- Supplied text
BEGIN
Dr Kashef Ijaz

Dr Kashef ljaz is the vice president for health programs at The Carter Center, where he provides leadership for programs and initiatives working to control, prevent, eliminate, or eradicate six tropical diseases in 18 nations, as well as efforts to improve mental health care in the United States and abroad.

Previously Dr. Ijaz was the principal deputy director in the Division of Global Health Protection, at the U.S. Centers for Disease Control and Prevention (CDC) where he helped build disease detection and response capacity for global health security. At CDC, he also served as deputy director for science and programs in the Center for Global Health and chief of the Tuberculosis Field Services and Evaluation Branch. He helped lead the CDC's responses to the West Africa Ebola epidemic of 2014-16, the MERS-CoV outbreak of 2013-14, and the HIN1 pandemic of 2009.
END
- Referring expression data
BEGIN
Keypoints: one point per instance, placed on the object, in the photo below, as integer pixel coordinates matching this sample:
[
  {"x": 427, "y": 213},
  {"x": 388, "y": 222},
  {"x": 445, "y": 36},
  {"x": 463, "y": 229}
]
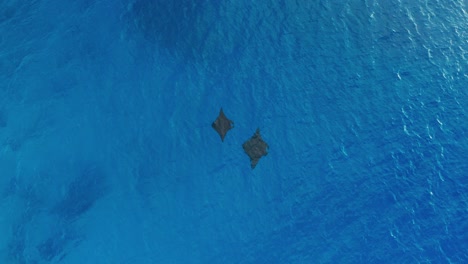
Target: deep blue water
[{"x": 107, "y": 154}]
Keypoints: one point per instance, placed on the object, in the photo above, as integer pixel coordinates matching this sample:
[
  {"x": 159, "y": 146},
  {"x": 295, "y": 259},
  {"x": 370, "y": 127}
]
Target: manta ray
[
  {"x": 222, "y": 124},
  {"x": 255, "y": 148}
]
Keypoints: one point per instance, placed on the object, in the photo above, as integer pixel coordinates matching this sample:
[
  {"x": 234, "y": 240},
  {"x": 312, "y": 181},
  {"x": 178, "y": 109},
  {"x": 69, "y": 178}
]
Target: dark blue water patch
[
  {"x": 83, "y": 192},
  {"x": 171, "y": 24},
  {"x": 3, "y": 118},
  {"x": 55, "y": 247}
]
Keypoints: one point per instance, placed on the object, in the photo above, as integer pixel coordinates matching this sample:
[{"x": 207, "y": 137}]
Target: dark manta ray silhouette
[
  {"x": 255, "y": 147},
  {"x": 222, "y": 124}
]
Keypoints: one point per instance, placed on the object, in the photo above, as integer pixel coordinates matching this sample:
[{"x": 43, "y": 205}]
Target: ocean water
[{"x": 107, "y": 154}]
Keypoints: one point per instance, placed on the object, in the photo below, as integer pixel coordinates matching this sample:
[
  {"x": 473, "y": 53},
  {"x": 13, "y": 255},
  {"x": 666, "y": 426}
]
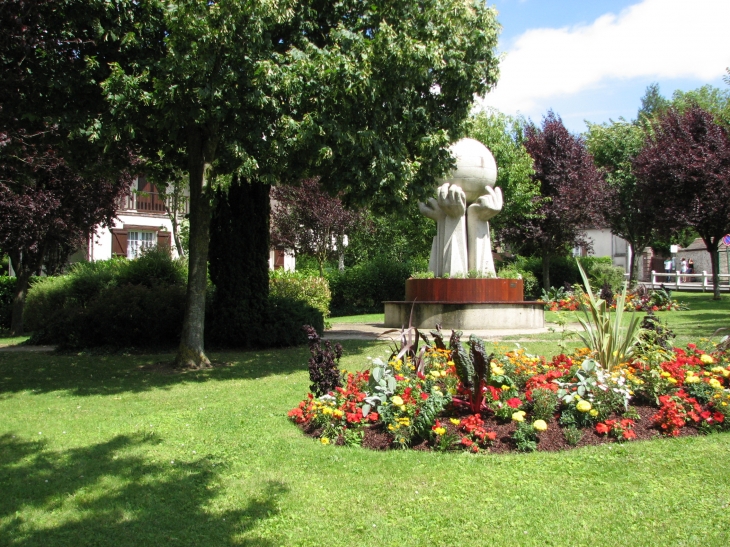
END
- Exercises to complete
• a. In the profile of Kashef Ijaz, which CDC branch did he lead as chief?
• b. Please extend the profile of Kashef Ijaz, picking up after its last sentence.

- Answers to the exercise
• a. The Tuberculosis Field Services and Evaluation Branch.

• b.
Dr Ijaz is a physician trained in public health from the University of Oklahoma Health Sciences Center, has expertise in infectious diseases and global health. He holds certificates in public health leadership from the University of Alabama and in national preparedness and response leadership from the Kennedy School of Government and Harvard T.H. Chan School of Public Health at Harvard University. He is Professor of Epidemiology & Global Health at Rollins School of Public Health, Emory University. He speaks five languages and has more than 100 articles and presentations published in peer-reviewed journals and at conferences.